::: Text :::

78. I turn now to a consideration of s. 182 of the 2009 Act. Section 182(1) provides that a claim to which this Chapter applies gives rise only to a remedy in damages or other relief that does not in any way affect the bank asset, its acquisition or the interests of NAMA, or any property the subject of any security that is part of such a bank asset. It is clear on the facts of the present case that the second defendant’s claim about mistake is a claim which could affect the bank asset or any property the subject of any security that is part of such a bank asset. However, s. 182(1) specifically states that this general provision is subject to ss. 182(2) of the 2009 Act.

79. Section 182(2) provides that a person may apply for an order that the person may apply for a remedy other than, or in addition to, that permitted by ss. (1) in relation to a claim to which this chapter applies. Hence the reason for the current application.

80. Section 182(4) provides that leave shall not be granted unless the Court is satisfied that the application raises a substantial issue for the Court’s determination and that the further conditions set out at s. 182(4)(a) or (b) are fulfilled.

81. As Carroll J. stated in McNamara v. An Bord Pleanála [1995] 2 I.L.R.M. 125

      “What I have to consider is whether any of the grounds advanced by the appellant are substantive grounds for contending that the Board’s decision was invalid. In order for a ground to be substantial it must be reasonable, it must be arguable, it must be weighty. It must not be trivial or tenuous. However, I am not concerned with trying to ascertain what the eventual result would be. I believe I should go no further than satisfy myself that the grounds are ‘substantial’. A ground that does not stand any chance of being sustained (for example, where the point has already been decided in another case) could not be said to be substantial.”
82. I am satisfied under s. 182(4) that the application in this case to be allowed to make a plea of mistake does indeed raise a substantial issue for the Court’s determination. There is no doubt that the second defendant’s plea of mistake is the central issue in these proceedings; there is also no doubt that the first and second defendant have made this issue of mistake an issue from the very start of the proceedings - and indeed in correspondence before proceedings even issued; thirdly the defendants have put forward significant affidavit and documentary evidence to back up their assertion of a mutual or unilateral mistake. Therefore in my view, this application does indeed raise a substantial issue for the Court’s determination.

Section 182 (4) (a)
83. It is common case, - and the second defendant accepts - that he cannot satisfy the Court that he has fulfilled the conditions required under s. 182(4)(a) i.e. the application for leave has not been made to the Court within 30 days after the notification by the participating institution to the relevant debtor and the accrual of the cause of action.

Section 182 (4) (b)
84. Therefore the Court must be satisfied that the conditions set out at s. 182(4)(b) are fulfilled i.e. that there are:

      “1. Substantial reasons why the application was not made within that period and

      2. It is just and equitable in all the circumstances to grant leave having regard to the interests of any affected person.”

85. Having considered the facts in this case and the procedural background, I am satisfied that there are substantial reasons why the application was not made within the period set out at s. 182 (4) (a). These reasons are that the parties engaged in detailed legal correspondence to try to resolve matters before proceedings were instituted, that NAMA and AIB carried out a detailed review of the documents and records at AIB and interviewed various personnel in respect of this matter, that summary proceedings were issued rather than plenary proceedings, that there was a full exchange of affidavits wherein the defendants sought to establish that they had good grounds for the defence of the proceedings, and, that the second defendant died in tragic circumstances and therefore the proceedings had to be reconstituted.

:::

» Work to do:
1) Write out, word for word, the stretch of the section 182 judgment from "80. Section 182(4)" through "(b) are fulfilled.".
2) Carry the section 182 judgment forward from its final paragraph.

::: Dataset section :::

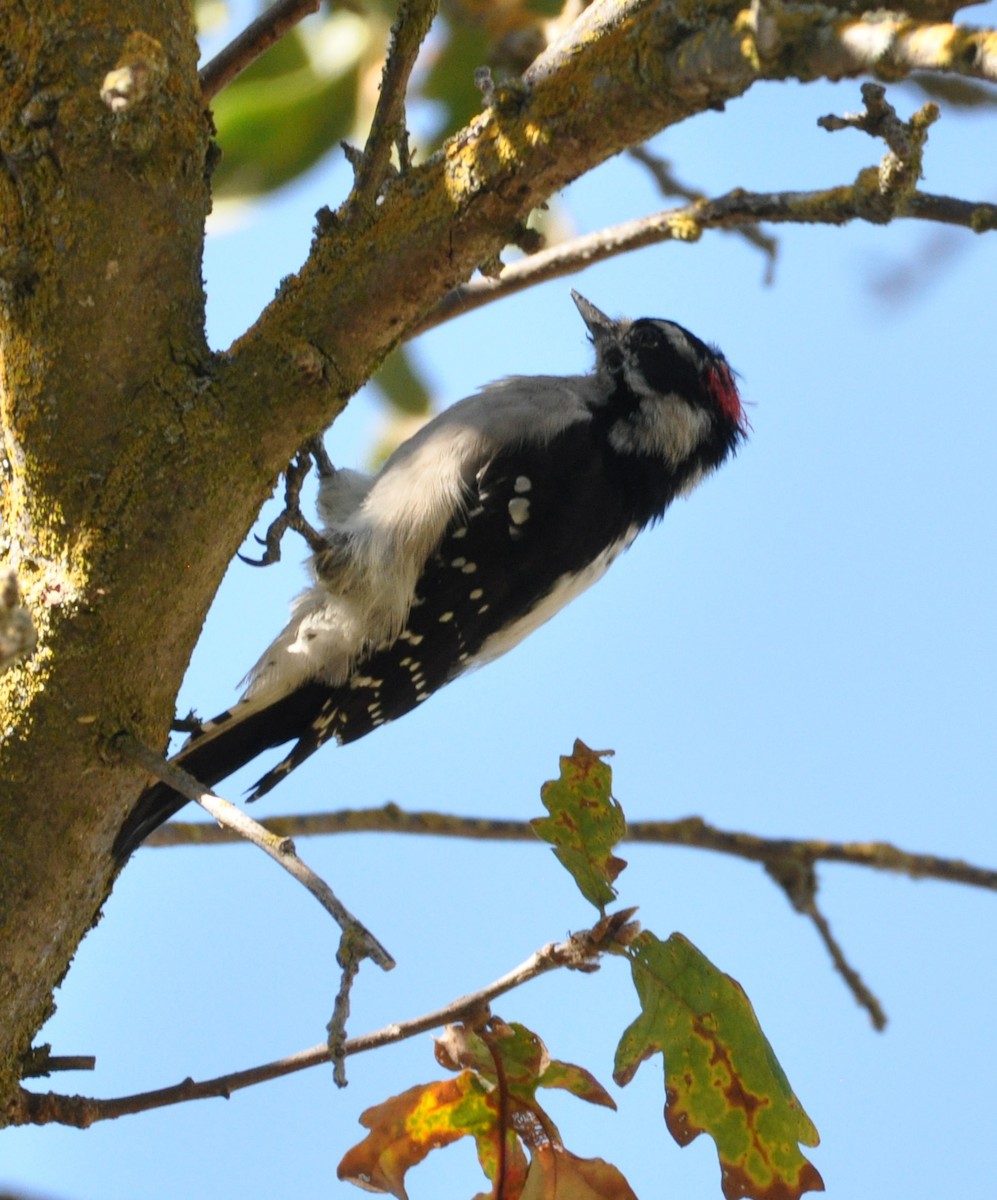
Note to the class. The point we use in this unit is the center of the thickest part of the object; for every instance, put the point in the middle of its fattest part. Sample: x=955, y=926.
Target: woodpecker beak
x=601, y=328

:::

» Per-task outputs:
1)
80. Section 182(4) provides that leave shall not be granted unless the Court is satisfied that the application raises a substantial issue for the Court’s determination and that the further conditions set out at s. 182(4)(a) or (b) are fulfilled.

2)
86. Having regard to all of these matters I am satisfied that the conditions set out at s. 182 (4)(b)(1) are satisfied.

87. I am also satisfied that it is just and equitable in all the circumstances to grant leave because:

      (1) The defendants and each of them have maintained from the very start that AIB made a mistake and/or both parties were operating under a mistake as to the precise terms of the agreement;

      (2) Both defendants have filed extensive affidavits in the summary proceedings setting out in great detail the factual reasons as to why they claim there was a mutual or unilateral mistake;

      (3) The defendants have also put before the Court documentary evidence and correspondence which backs up their assertion;

      (4) There does not appear to be any replying affidavit filed on behalf of NAMA by the relevant person within AIB (Mr. Callanan) denying the assertions made by the defendants despite ample opportunity to do so.

      (5) It would, in my view, be entirely unjust and inequitable in all the

      circumstances of this case for the second defendant to be shut out from making the case which he clearly wished to make from the very outset (i.e. that AIB and/or both parties)made a mutual and/or unilateral mistake in relation to the precise security which was been offered in respect of the loan. This issue of mistake is clearly at the very heart of the dispute between the parties.


Section 182 (6)
88. I have also had regard to s. 182(6) of the Act and I am satisfied that if the second defendant’s claim were established, damages would not be an adequate remedy. If the second defendant is successful in establishing his case on mistake then the plaintiff’s case would not be successful. In such a case it would be entirely inappropriate for the plaintiff to obtain judgment against the second defendant and/or his estate in the sum claimed; it would be unjust for the plaintiff to have the apparent vindication of a Court judgment as this would, in effect, establish that the second defendant was in breach of contract with all the reputational damage which would result. If the second defendant’s plea is successful, then the plaintiff may not be entitled to any finding by a Court that the defendant was in breach of contract, or any judgment in the sum sought. I am of the view therefore that damages would not be an adequate remedy for the second defendant if he were prevented from pursuing a counterclaim.

89. For all these reasons, I am of the view that leave should be granted to the defendants to plead mistake.

(2) The Plea in Estoppel (paragraph 32 of the draft counterclaim)
90. The essential part of the plea of estoppel at para. 32 is that if the plaintiff acquired any obligation from AIB then this obligation is limited to the non-recourse security agreed between the parties. It follows therefore from what I have decided above, that if the second defendant is permitted to make a plea of mistake then he must also be allowed to plead that the contract is limited to the non-recourse security between the parties.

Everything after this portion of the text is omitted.